§ What you have to do
Reproduce the lines of the listing below, beginning at the line that contains "Where can the feather" and stopping after the line that contains "x=648, y=454".

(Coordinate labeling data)
-=-=-=-=-

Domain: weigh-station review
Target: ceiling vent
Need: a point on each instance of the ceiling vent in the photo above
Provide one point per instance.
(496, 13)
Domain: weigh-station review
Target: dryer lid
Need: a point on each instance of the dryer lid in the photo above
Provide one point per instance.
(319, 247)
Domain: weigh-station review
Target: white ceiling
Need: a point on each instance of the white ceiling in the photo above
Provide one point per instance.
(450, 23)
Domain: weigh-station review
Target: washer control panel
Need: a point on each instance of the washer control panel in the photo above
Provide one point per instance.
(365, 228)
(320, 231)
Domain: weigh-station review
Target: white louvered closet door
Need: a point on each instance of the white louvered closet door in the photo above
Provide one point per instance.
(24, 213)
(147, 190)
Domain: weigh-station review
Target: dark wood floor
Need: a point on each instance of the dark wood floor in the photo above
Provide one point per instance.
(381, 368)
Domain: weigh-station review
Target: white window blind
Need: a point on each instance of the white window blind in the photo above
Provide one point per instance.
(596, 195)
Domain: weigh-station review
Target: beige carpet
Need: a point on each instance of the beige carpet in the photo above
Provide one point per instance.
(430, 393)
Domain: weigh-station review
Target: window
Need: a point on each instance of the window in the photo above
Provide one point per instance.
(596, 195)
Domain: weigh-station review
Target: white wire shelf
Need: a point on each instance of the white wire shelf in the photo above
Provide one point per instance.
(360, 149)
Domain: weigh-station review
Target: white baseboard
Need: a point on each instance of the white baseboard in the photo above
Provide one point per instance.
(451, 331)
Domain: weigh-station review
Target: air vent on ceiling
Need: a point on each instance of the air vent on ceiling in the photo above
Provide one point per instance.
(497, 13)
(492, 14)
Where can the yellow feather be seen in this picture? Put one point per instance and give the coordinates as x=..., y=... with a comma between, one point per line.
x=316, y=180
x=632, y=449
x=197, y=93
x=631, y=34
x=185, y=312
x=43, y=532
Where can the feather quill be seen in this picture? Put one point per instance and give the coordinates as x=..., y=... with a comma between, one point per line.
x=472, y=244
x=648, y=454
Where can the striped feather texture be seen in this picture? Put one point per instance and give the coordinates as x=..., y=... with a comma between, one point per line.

-=-=-=-=-

§ Expected answer
Where can the feather quill be seen in this picture? Put one point per instance and give the coordinates as x=..., y=... with a comma between, one point per line.
x=472, y=244
x=648, y=454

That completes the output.